# [PASSAGE PROVIDED]
================
With the Extension Import node, you can run scripts that are written in R, Python, or Python for Spark to import data.
After adding the node to your canvas, double-click the node to open its properties.
Syntax tab
Select your type of syntax – R, Python, or Python for Spark. Then enter or paste your custom script for importing data. When your syntax is ready, you can run the node.
Console Output tab
The Console Output tab contains any output that's received when the R script or Python script runs (for example, if using an R script, it shows output received from the R console when the R script in the R Syntax field on the Syntax tab is executed). This output might include R or Python error messages or warnings that are produced when the R or Python script is executed. The output can be used, primarily, to debug the script. The Console Output tab also contains the script from the R Syntax or Python Syntax field.
Every time the Extension Import script runs, the content of the Console Output tab is overwritten with the output received from the R or Python console. You can't edit the output.
Filtering or renaming fields
You can rename or exclude fields at any point in a flow. For example, as a medical researcher,
you may not be concerned about the potassium level (field-level data) of patients (record-level
data); therefore, you can filter out the K
(potassium) field.
================
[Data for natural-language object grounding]
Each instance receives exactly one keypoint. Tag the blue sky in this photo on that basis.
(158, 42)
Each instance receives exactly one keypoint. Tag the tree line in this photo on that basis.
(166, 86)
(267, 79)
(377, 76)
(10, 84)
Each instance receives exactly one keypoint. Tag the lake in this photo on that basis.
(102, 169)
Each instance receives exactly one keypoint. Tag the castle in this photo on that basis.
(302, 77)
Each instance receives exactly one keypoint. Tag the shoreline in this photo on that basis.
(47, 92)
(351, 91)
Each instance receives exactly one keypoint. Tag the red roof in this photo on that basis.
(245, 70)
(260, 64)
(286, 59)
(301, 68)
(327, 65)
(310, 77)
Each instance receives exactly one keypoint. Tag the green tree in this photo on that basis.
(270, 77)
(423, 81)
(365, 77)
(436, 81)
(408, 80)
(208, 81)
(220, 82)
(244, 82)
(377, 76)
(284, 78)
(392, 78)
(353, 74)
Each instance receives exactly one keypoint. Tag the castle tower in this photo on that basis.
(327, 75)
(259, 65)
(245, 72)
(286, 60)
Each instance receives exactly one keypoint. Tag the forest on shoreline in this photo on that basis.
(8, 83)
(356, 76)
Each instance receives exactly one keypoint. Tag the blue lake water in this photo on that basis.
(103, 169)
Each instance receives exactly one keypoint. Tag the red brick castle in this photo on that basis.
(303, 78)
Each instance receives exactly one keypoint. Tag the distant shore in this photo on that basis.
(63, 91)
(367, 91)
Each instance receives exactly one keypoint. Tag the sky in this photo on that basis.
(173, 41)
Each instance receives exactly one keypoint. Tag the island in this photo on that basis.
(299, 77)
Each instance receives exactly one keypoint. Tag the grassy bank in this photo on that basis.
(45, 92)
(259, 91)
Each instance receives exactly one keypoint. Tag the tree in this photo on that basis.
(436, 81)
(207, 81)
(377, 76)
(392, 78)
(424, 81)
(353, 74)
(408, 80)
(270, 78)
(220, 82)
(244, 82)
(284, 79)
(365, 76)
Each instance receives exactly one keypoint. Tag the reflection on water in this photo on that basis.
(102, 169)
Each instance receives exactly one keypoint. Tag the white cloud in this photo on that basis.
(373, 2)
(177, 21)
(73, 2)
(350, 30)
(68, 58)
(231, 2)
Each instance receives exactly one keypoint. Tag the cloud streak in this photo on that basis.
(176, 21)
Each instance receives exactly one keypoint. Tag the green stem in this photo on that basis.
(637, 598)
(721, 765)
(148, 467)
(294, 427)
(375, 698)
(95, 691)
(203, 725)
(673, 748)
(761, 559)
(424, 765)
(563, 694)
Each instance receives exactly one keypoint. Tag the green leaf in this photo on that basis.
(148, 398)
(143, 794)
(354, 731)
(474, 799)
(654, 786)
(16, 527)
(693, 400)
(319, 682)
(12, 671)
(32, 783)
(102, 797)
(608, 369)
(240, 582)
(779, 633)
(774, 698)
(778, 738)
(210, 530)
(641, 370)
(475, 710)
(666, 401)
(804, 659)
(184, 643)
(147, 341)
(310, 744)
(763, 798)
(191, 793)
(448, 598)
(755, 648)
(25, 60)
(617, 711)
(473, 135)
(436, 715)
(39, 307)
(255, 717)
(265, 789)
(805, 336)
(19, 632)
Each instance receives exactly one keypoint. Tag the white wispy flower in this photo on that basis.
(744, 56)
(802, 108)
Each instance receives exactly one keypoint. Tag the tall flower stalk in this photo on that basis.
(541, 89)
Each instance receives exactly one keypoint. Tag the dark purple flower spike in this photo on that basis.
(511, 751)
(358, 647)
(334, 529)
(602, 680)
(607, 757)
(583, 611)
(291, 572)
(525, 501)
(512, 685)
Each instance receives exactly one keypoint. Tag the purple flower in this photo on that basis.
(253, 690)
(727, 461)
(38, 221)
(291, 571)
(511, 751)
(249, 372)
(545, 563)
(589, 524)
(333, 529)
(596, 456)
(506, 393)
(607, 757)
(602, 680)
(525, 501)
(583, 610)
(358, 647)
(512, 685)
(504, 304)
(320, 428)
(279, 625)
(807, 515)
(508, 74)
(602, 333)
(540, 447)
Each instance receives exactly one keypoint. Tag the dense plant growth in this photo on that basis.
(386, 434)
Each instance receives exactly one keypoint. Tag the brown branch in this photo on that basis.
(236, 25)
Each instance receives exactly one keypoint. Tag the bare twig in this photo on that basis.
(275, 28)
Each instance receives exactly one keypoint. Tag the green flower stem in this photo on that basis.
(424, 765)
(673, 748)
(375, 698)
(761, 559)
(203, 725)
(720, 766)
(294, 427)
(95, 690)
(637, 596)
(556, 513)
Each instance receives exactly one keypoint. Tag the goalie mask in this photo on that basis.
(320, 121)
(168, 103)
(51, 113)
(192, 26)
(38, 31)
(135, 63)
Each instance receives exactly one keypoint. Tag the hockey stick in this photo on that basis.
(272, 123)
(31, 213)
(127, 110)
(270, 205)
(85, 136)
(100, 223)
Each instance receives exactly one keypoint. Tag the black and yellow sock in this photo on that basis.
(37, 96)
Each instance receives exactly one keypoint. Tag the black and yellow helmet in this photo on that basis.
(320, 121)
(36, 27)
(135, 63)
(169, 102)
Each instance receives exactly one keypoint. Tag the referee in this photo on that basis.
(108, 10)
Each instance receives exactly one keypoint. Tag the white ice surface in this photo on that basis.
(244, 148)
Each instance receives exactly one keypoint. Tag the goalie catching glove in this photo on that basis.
================
# [ACTIVITY]
Reproduce word for word the stretch of the Extension Import node text above from "Every time the" through "edit the output.".

# [SOLVED PROBLEM]
Every time the Extension Import script runs, the content of the Console Output tab is overwritten with the output received from the R or Python console. You can't edit the output.